* Aim: Copy out each of the following lines word for word, changing nothing.

* Information provided:
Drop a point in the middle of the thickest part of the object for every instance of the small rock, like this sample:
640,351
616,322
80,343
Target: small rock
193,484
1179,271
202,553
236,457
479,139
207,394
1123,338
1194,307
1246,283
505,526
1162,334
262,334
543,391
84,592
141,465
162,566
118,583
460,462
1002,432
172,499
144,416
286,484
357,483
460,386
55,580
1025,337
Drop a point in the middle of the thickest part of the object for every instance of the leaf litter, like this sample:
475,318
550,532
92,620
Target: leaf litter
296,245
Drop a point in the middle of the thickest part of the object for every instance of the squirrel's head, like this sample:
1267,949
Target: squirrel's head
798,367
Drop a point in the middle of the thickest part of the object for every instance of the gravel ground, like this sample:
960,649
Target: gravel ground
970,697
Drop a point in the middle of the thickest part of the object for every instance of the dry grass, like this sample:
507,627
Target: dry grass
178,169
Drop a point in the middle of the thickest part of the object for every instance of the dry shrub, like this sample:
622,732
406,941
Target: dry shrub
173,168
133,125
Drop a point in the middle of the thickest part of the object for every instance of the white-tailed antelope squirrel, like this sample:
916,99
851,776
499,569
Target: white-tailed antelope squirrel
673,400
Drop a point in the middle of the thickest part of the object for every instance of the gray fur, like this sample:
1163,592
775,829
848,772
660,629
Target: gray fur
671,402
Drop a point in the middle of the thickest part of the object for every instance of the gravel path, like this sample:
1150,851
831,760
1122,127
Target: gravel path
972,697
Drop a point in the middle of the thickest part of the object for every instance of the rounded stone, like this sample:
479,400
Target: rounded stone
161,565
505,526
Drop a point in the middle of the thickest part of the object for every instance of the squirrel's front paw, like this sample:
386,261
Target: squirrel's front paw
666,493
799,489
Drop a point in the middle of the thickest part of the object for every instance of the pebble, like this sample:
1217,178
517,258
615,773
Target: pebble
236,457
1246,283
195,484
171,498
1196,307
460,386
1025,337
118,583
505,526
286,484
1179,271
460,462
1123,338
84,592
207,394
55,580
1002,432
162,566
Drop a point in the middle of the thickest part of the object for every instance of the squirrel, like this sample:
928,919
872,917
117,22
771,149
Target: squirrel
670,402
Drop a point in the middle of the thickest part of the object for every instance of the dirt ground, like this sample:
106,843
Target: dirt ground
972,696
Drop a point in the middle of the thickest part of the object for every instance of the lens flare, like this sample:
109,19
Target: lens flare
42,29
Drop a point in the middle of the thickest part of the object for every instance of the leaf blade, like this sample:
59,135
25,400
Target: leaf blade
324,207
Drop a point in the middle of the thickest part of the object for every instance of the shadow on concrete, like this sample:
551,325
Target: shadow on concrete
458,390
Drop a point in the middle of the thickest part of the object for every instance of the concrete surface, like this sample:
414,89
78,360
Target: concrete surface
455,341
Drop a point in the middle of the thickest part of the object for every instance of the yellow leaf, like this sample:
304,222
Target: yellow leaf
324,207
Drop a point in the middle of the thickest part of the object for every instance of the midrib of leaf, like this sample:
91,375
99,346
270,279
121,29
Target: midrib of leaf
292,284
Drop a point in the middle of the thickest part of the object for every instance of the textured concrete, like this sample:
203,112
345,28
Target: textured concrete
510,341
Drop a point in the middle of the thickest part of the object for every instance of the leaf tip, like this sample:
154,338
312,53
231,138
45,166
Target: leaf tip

* Worked solution:
Drop a point in the middle of the thickest part of the object for every instance of the small rock, like this sample:
640,351
616,322
80,343
Target: small rock
193,484
1179,271
202,553
236,457
479,139
207,394
1123,338
1194,307
1246,283
505,526
1162,334
262,334
543,391
84,592
141,465
162,566
118,583
460,462
1002,432
172,499
144,416
286,484
357,483
460,386
55,580
1025,337
Drop a point in the middle of the thickest part of the object for every instance of the leaf litter, like this sample:
475,318
550,532
92,620
Target: leaf litter
296,245
Drop a point in the middle of the thickest part of the object for every instance of the squirrel's head, like this sample:
1267,949
Target: squirrel's head
798,367
Drop a point in the middle of the thickest part of the object for every instance of the gravel ground, like this sample:
960,649
Target: gravel ground
970,697
Drop a point in the middle of the thickest part of the object for every instance of the dry grass, like this sample:
507,627
Target: dry grass
178,169
Drop a point in the middle of the thickest part of the object for every instance of the dry shrub, like this sample:
622,732
406,941
Target: dry shrub
173,168
133,125
Drop a point in the middle of the thickest part of the object for every instance of the white-tailed antelope squirrel, like this sample:
916,99
851,776
499,569
Target: white-tailed antelope squirrel
673,400
Drop a point in the middle of the thickest part of the object for every instance of the gray fur, like this sample:
1163,592
775,829
848,772
660,629
Target: gray fur
671,402
Drop a point in the middle of the thickest part of the object for every instance of the gravel path, like this sample:
1150,851
831,760
1122,127
Target: gravel path
972,697
Drop a point in the middle of the thickest part of the object for every instance of the rounded stone, like this sample:
479,400
Target: rounded stone
161,565
505,526
Drop a point in the middle of the thickest part of the object for every instance of the squirrel's front paw, like this sample:
386,261
Target: squirrel's front paw
666,493
799,489
Drop a point in the middle of the thickest part of the object for every instance of the pebble, like this sample:
1217,178
517,258
615,773
Target: pebble
236,457
1246,283
195,484
171,498
1196,307
460,386
1025,337
118,583
505,526
286,484
1179,271
460,462
1123,338
84,592
207,394
55,580
1002,432
162,566
Drop a point in the middle of the thickest part of the object for every instance of the squirrel, like this sample:
928,919
872,917
117,22
771,149
Target: squirrel
670,402
Drop a point in the middle of the thickest part of the object for every instance of the dirt ground, like this sample:
106,843
Target: dirt ground
972,696
Drop a point in the middle of the thickest part of the object for every instance of the lens flare, like this sample:
109,19
Target: lens flare
42,29
Drop a point in the middle of the thickest part of the object for every instance of the leaf blade, like this sample:
59,135
25,400
Target: leaf blade
324,207
Drop a point in the middle of the thickest part of the object for every instance of the shadow on concrete, like this sample:
551,325
Target: shadow on concrete
458,390
Drop a point in the middle of the thickest part of the object for every instance of the concrete surface, like this sample:
414,89
78,360
Target: concrete surface
455,341
Drop a point in the middle of the thickest part of the object for every instance of the yellow leaf, like this sample:
304,222
Target: yellow leaf
324,207
Drop a point in the middle of the thickest part of the object for every instance of the midrib of leaf, like this sample:
91,375
99,346
270,279
121,29
Target: midrib of leaf
292,284
Drop a point in the middle of the thickest part of the object for every instance of the textured concrete, like this sample:
203,112
345,28
Target: textured concrete
510,341
Drop a point in the middle of the thickest part of the object for every instance of the leaf tip, like this sample:
154,338
312,53
231,138
45,166
Target: leaf tip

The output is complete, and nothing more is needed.